PROBLEM DETAILS
Please repeat each of the records that follow, exactly as written.
── MATERIAL PROVIDED
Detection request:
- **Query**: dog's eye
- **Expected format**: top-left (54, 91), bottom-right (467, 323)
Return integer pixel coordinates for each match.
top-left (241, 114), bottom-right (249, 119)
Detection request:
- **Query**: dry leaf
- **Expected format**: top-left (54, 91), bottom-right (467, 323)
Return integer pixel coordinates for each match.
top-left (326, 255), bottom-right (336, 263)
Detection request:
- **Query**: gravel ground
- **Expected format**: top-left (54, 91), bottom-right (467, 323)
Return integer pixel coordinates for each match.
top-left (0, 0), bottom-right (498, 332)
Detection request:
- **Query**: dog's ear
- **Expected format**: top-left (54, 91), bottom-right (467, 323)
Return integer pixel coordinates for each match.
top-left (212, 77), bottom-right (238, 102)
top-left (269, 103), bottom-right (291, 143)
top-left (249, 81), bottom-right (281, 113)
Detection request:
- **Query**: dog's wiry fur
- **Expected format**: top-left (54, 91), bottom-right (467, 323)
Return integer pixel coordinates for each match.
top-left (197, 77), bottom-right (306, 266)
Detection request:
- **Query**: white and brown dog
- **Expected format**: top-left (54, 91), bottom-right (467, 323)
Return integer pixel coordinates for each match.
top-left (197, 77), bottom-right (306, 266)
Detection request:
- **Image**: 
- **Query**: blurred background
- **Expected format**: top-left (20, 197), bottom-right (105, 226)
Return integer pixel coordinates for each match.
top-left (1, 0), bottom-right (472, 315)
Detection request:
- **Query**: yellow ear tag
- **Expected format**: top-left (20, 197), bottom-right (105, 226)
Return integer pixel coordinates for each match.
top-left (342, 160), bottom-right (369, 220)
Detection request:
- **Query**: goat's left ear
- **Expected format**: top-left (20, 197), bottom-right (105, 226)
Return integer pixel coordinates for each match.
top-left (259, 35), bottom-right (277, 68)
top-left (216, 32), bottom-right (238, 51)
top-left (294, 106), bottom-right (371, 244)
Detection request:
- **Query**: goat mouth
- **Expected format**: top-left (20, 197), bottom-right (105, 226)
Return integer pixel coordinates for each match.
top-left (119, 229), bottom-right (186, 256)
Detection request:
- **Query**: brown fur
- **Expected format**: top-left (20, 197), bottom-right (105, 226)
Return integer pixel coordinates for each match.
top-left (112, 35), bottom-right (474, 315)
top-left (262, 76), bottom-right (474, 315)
────
RESPONSE TO THIS TASK
Detection request:
- **Query**: dog's eye
- **Expected format**: top-left (54, 91), bottom-right (467, 323)
Return integer pixel coordinates for each match.
top-left (241, 114), bottom-right (249, 119)
Detection request:
- **Query**: dry leaf
- **Expected format**: top-left (54, 91), bottom-right (467, 323)
Return integer pixel coordinates for each match.
top-left (326, 255), bottom-right (336, 263)
Detection request:
- **Query**: gravel ground
- **Expected format**: top-left (54, 91), bottom-right (467, 323)
Return integer pixel coordinates for each match.
top-left (0, 0), bottom-right (498, 332)
Detection request:
- **Query**: dog's ear
- **Expected format**: top-left (54, 91), bottom-right (467, 323)
Return integer pixel coordinates for each match.
top-left (212, 77), bottom-right (238, 102)
top-left (269, 103), bottom-right (291, 143)
top-left (249, 81), bottom-right (281, 113)
Detection request:
- **Query**: dog's wiry fur
- **Expected format**: top-left (54, 91), bottom-right (467, 323)
Return integer pixel coordinates for each match.
top-left (197, 77), bottom-right (306, 266)
Detection request:
- **Query**: white and brown dog
- **Expected format**: top-left (54, 91), bottom-right (467, 323)
Return integer pixel coordinates for each match.
top-left (197, 77), bottom-right (306, 266)
Detection request:
- **Image**: 
- **Query**: blurred background
- **Expected format**: top-left (20, 197), bottom-right (105, 226)
Return integer pixel coordinates for each match.
top-left (1, 0), bottom-right (472, 315)
Detection request:
- **Query**: yellow ear tag
- **Expected format**: top-left (20, 197), bottom-right (105, 226)
Return integer pixel coordinates for each match.
top-left (342, 160), bottom-right (369, 220)
Detection request:
- **Query**: goat's left ear
- **Expected format**: top-left (20, 197), bottom-right (105, 226)
Return integer pixel coordinates for each match.
top-left (259, 35), bottom-right (277, 68)
top-left (216, 32), bottom-right (238, 51)
top-left (294, 106), bottom-right (371, 244)
Detection request:
- **Query**: goat mouth
- **Expected format**: top-left (20, 197), bottom-right (105, 226)
Return integer pixel coordinates for each match.
top-left (119, 229), bottom-right (186, 256)
Detection request:
- **Query**: brown fur
- **Expected format**: top-left (20, 197), bottom-right (105, 226)
Return integer pixel coordinates for each match.
top-left (112, 35), bottom-right (474, 315)
top-left (262, 76), bottom-right (474, 315)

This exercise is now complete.